Short problem 1 ::
In the passage on workplace motivation research, roughly how many diary entries did the close analysis cover?
Short problem 2 ::
Reproduce verbatim everything in the passage on workplace motivation research from "Read the whole" down to "155 of Drive.)".
Short problem 3 ::
Write the next part of the passage on workplace motivation research, picking up after its final sentence.

::: Text segment

Harvard professor Teresa Amabile, whose transformative work I describe in Drive, has a fascinating piece in the (newly revamped) Harvard Business Review, which is just hitting newsstands.
Amabile tracked the day-to-day activities and motivations of several hundred workers over a few years and found that their greatest motivation isn’t external incentives, but something different: Making progress (or what Drive calls “mastery” — the urge to get better and better at something that matters.)
Read the whole article, which is part of HBR’s “10 Breakthrough Ideas for 2010.” But here are some key quotes:

  • “A close analysis of nearly 12,000 diary entries, together with the writers’ daily ratings of their motivation and emotions, shows that making progress in one’s work — even incremental progress — is more frequently associated with positive emotions and high motivation than any other workday event.” (Note: This the idea behind the “Keep Asking the Small Question” exercise on page 155 of Drive.)
  • “The key to motivation . . . doesn’t depend on elaborate incentive systems. In fact, the people in our study rarely mentioned incentives in their diaries.”

::::::
::: Information supplied

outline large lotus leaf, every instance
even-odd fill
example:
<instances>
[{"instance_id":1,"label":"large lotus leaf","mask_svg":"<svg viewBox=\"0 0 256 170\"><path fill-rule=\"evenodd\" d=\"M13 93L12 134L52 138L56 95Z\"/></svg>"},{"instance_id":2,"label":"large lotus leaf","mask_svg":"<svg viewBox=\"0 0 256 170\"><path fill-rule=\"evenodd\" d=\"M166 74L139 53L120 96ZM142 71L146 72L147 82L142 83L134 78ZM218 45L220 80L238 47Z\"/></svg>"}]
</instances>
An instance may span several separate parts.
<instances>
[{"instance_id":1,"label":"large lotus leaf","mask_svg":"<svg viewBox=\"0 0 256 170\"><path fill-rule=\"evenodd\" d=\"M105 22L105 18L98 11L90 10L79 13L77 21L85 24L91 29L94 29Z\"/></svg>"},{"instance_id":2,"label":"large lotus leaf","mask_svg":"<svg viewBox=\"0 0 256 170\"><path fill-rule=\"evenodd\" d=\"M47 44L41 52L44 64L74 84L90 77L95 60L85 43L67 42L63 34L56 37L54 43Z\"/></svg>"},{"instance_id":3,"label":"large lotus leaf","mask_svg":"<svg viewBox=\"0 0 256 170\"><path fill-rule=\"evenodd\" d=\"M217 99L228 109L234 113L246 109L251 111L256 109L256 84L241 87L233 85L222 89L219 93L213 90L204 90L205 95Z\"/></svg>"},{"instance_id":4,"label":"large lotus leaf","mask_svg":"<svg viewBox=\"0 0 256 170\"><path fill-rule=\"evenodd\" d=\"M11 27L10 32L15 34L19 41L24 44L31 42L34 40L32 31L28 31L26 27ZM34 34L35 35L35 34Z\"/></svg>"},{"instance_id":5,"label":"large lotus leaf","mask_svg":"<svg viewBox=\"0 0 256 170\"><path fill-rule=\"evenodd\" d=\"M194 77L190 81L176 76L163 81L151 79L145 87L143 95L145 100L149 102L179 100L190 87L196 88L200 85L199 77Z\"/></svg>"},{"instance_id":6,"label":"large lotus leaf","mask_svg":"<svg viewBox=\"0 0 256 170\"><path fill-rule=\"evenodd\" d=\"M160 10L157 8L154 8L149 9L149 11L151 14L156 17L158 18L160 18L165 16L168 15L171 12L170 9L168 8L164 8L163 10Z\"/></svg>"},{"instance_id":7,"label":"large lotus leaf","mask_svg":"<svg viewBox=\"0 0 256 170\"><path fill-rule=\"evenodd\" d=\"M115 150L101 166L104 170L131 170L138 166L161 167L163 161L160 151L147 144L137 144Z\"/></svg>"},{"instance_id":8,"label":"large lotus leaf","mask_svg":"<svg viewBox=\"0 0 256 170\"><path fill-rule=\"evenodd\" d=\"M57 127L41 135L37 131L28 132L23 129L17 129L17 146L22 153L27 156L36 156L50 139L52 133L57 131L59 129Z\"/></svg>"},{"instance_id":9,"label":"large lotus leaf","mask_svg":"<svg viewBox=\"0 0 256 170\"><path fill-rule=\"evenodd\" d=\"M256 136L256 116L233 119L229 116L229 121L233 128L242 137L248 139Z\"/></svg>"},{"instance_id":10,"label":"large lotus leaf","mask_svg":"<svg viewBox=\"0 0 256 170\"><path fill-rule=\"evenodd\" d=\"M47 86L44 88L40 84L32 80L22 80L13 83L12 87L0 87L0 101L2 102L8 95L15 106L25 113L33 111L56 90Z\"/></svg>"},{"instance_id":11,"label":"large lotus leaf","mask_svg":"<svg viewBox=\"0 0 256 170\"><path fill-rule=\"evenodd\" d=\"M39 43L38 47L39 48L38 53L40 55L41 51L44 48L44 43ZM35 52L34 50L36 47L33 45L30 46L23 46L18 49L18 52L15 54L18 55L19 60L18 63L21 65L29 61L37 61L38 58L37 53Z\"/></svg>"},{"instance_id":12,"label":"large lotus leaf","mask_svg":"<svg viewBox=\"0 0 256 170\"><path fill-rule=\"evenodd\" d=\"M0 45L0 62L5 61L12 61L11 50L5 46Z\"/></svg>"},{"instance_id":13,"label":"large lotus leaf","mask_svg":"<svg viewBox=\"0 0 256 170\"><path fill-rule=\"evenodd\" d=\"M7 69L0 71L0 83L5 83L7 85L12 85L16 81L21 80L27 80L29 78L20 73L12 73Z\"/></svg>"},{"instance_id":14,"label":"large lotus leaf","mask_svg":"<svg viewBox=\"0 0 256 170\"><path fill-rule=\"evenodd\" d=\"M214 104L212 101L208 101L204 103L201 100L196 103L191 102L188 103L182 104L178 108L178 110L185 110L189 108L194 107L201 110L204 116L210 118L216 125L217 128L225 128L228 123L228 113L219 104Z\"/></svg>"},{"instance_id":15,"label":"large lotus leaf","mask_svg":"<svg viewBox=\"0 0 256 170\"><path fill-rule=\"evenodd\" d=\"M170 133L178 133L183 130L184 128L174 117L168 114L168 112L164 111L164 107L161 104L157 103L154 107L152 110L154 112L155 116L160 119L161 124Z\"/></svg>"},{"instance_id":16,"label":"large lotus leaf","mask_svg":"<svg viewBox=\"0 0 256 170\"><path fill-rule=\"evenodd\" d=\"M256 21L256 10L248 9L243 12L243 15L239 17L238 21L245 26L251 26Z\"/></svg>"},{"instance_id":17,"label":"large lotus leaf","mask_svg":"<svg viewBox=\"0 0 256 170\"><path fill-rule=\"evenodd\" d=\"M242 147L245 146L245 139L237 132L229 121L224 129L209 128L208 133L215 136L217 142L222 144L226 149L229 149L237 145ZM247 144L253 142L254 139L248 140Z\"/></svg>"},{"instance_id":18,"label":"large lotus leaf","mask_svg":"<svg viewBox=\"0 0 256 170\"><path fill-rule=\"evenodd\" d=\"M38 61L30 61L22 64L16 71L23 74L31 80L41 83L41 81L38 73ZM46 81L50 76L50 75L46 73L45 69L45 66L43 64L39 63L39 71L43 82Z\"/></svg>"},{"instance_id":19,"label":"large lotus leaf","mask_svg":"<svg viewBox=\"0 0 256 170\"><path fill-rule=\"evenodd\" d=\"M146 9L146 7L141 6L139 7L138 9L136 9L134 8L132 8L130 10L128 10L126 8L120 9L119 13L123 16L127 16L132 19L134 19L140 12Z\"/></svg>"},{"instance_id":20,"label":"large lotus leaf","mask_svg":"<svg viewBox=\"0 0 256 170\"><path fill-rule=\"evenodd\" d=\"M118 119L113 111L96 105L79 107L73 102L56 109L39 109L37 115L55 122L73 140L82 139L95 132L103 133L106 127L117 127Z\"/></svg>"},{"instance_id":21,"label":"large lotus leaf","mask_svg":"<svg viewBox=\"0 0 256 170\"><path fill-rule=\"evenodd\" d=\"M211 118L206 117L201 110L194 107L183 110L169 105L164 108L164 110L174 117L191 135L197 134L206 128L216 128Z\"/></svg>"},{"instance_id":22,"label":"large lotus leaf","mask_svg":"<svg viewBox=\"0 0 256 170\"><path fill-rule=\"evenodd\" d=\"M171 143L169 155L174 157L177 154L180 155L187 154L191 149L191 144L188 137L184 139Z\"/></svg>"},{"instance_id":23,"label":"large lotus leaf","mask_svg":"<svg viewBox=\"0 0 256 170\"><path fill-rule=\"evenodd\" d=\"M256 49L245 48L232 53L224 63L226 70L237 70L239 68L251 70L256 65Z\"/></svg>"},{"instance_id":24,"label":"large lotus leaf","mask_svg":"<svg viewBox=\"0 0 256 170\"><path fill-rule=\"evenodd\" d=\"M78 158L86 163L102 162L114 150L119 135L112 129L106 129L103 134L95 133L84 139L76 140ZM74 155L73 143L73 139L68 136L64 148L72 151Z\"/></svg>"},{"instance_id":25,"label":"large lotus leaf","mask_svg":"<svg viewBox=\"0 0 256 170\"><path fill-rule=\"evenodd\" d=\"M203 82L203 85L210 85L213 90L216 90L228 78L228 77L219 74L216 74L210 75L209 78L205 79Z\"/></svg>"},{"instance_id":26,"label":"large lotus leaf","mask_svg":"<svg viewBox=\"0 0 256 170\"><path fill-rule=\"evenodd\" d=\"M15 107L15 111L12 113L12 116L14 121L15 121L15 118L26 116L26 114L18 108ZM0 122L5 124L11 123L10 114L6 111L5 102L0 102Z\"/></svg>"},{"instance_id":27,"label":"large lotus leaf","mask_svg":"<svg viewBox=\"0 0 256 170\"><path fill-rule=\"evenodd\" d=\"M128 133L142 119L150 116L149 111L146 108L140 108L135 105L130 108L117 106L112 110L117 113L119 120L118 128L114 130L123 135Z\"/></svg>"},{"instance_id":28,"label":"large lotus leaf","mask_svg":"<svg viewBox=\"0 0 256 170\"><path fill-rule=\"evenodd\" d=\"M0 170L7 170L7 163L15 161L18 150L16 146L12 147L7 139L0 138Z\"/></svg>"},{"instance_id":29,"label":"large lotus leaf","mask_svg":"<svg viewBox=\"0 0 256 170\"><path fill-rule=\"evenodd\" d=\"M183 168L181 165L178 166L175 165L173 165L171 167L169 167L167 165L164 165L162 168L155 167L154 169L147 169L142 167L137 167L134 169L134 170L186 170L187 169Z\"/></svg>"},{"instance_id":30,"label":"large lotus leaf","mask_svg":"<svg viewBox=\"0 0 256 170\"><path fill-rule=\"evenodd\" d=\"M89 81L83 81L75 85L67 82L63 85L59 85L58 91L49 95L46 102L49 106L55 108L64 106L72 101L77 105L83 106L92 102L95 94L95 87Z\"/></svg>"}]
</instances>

::::::

Task result 1 ::
Nearly 12,000 diary entries.

Task result 2 ::
Read the whole article, which is part of HBR’s “10 Breakthrough Ideas for 2010.” But here are some key quotes:

  • “A close analysis of nearly 12,000 diary entries, together with the writers’ daily ratings of their motivation and emotions, shows that making progress in one’s work — even incremental progress — is more frequently associated with positive emotions and high motivation than any other workday event.” (Note: This the idea behind the “Keep Asking the Small Question” exercise on page 155 of Drive.)

Task result 3 ::
  • “On days when workers have the sense they’re making headway in their jobs, or when they receive support that helps them overcome obstacles, their emotions are most positive and their drive to succeed is at its peak.”
  • “As for recognition, the diaries revealed that it does indeed motivate workers and lift their moods. So managers should celebrate progress, even the incremental sort. But there will be nothing to recognize if people aren’t genuinely moving forward, and as a practical matter, recognition can’t happen every day.” (Note: Exactly. Drive spends a lot of time talking about “Now that” rewards and why they’re far less dangerous than contingent incentives. Also, recognition is a form of feedback, which is essential to achieving mastery.)